DOCUMENT SOURCE —
********
Après une longue quête, deux journalistes vont interviewer Chiyoko Fujiwara, une ancienne star du cinéma japonais qui s’est retirée du métier depuis des années. Ils vont revivre à ses côtés les reliefs de sa vie mouvementée au rythme des tournages.

MON IDOLE

Durant son âge d’or, le cinéma japonais a fétichisé ses actrices comme Hollywood a glorifié ses comédiennes en voie de déification de l’autre côté de la planète. Parfois idoles quasi-exclusives (à l’image de Kinuyo Tanaka, effigie de Kenji Mizoguchi, ou Hideko Takamine, talisman de Mikio Naruse), ou simplement stars se répandant d’un bout à l’autre du pays, comme Machiko Kyo. Millennium Actress est un hommage direct à ces femmes dont les personnalités sont restées nimbées de mystère, comme enveloppées d’un voile surnaturel. Chiyoko Fujiwara, l’actrice du millénaire selon Satoshi Kon, a beau être fictive, elle n’en est pas moins la fille conjuguée, le témoin de trésors passés. Comme pour Perfect Blue, l’auteur et réalisateur japonais adopte un dispositif narratif collant au plus près des perceptions de son personnage principal. Après les labyrinthes schizophrènes d’une pop star perdant la raison, voici la traversée non linéaire du musée du cinéma de Miss Fujiwara, où la porte d’un univers ouvre immanquablement sur un décor radicalement opposé à celui peint de l’autre côté de la cloison. Encore une fois chez Kon ce désir de troubler traces réelles et paysages mentaux afin de s’embarquer au mieux, accroché à l’épaule de sa narratrice.
********
LIGNES AFFICHÉES —

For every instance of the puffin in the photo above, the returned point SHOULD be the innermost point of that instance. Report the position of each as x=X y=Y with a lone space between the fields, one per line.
********
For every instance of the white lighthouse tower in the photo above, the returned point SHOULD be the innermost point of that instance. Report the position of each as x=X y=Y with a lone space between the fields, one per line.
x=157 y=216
********
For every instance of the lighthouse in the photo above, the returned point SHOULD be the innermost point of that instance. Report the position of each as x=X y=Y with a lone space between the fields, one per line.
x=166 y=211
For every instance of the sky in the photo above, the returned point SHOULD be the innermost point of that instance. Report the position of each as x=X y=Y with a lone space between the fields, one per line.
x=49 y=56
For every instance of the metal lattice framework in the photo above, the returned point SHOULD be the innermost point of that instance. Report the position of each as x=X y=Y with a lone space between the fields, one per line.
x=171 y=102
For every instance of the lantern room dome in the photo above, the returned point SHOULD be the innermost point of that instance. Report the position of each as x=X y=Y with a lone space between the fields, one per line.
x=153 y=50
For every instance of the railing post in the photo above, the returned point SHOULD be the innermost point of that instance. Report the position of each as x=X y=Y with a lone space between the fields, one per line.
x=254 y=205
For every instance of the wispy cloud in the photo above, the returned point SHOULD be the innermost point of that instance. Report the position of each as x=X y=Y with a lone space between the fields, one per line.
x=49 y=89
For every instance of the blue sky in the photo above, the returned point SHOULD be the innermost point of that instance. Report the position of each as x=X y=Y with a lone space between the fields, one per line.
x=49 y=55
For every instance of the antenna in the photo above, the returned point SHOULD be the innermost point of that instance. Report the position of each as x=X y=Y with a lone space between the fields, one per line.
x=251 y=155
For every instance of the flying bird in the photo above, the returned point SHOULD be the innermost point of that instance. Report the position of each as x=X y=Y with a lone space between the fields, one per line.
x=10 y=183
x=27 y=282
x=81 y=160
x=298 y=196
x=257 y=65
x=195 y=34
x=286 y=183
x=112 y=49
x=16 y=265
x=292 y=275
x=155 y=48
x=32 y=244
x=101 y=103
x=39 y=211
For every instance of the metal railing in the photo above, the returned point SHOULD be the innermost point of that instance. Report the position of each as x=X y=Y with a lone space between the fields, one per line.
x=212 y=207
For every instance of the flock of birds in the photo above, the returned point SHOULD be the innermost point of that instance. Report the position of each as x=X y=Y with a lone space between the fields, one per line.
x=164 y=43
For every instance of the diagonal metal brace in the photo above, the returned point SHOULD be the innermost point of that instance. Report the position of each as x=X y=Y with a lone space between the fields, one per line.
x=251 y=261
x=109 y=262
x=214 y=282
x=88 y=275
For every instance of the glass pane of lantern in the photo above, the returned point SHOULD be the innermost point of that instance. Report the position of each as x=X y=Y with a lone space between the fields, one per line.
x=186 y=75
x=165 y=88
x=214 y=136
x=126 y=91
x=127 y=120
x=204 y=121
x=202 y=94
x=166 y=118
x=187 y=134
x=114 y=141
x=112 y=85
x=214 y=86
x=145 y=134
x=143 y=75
********
TÂCHES DEMANDÉES —
1. Selon la critique de Millennium Actress, de quel cinéaste Kinuyo Tanaka était-elle l'effigie ?
2. Résumez la critique de Millennium Actress en deux phrases.
3. Poursuivez la critique de Millennium Actress après sa dernière phrase.

RÉPONSES AUX PROBLÈMES —
1. De Kenji Mizoguchi.

2. Deux journalistes interviewent Chiyoko Fujiwara, ancienne star du cinéma japonais retirée depuis des années, et revivent avec elle sa vie mouvementée au rythme des tournages. Millennium Actress rend hommage aux actrices idolâtrées de l'âge d'or du cinéma japonais, et Satoshi Kon y adopte, comme pour Perfect Blue, une narration qui colle aux perceptions de son héroïne.

3.
DE O’HARU AUX PLUIES NOIRES

Le cinéma de Satoshi Kon est vif, parfois trop. Les réveils en rafales de Mima ou l’évocation de décennies réduites en une heure par Chiyoko se rejoignent dans une même idée de course vers l’infini enivrée par les alcools de l’art. Des mélodrames aux femmes opprimées tout droit sortis de la filmographie de Mizoguchi aux forêts hantées de Kurosawa auquel Kon emprunte la sorcière tisseuse du Château de l’araignée, les genres – films historiques, fantastiques, sociaux ou autres – s’enchaînent comme ils se heurtent les uns aux autres. Comme si ces longs-métrages n’étaient que climax successifs, comme si la vie elle-même n’était faite que d’une course paroxysmique après les sommets. L’énergie brute de Millennium Actress est étourdissante au point de faire partager une même fatigue lorsque l’actrice se lance à la poursuite d’un train qui ne s’arrêtera pas. Exemple type de ce désir, un long travelling à la picturalité magnifiée offre la sensation d’un chemin déroulé à nouveau sous les yeux du spectateur comme si la comédienne-narratrice, embarquée sur sa calèche, revivait les bribes de sa vie dans l’instant présent. De ce point de vue, Millennium Actress est une pure splendeur, passant d’un tableau à une autre estampe avec aisance, et surtout une même élégance formelle.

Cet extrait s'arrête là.